▶ **DIRECTIONS**
Rewrite the records below, changing "Pick out" to "Mark" everywhere and leaving all other text unchanged.

------------------------------------

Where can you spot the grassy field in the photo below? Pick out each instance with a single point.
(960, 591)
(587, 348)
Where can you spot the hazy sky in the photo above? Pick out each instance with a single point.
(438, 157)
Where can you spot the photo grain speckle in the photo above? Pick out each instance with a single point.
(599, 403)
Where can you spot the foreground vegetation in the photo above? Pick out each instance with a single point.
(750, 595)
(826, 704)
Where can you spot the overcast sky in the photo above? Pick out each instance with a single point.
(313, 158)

------------------------------------

▶ **THE RESULT**
Where can you spot the grassy field in the photo below? Mark each instance with a single point.
(960, 591)
(587, 348)
Where can you spot the hazy sky in the photo above? Mark each instance with a single point.
(438, 157)
Where can you spot the photo grain speckle in the photo above? Mark each instance with a single point.
(599, 403)
Where can you spot the foreground vegetation in the photo above? Mark each instance with a single point.
(750, 595)
(826, 704)
Where can you spot the overcast sky in the photo above? Mark each instance with a single point.
(313, 158)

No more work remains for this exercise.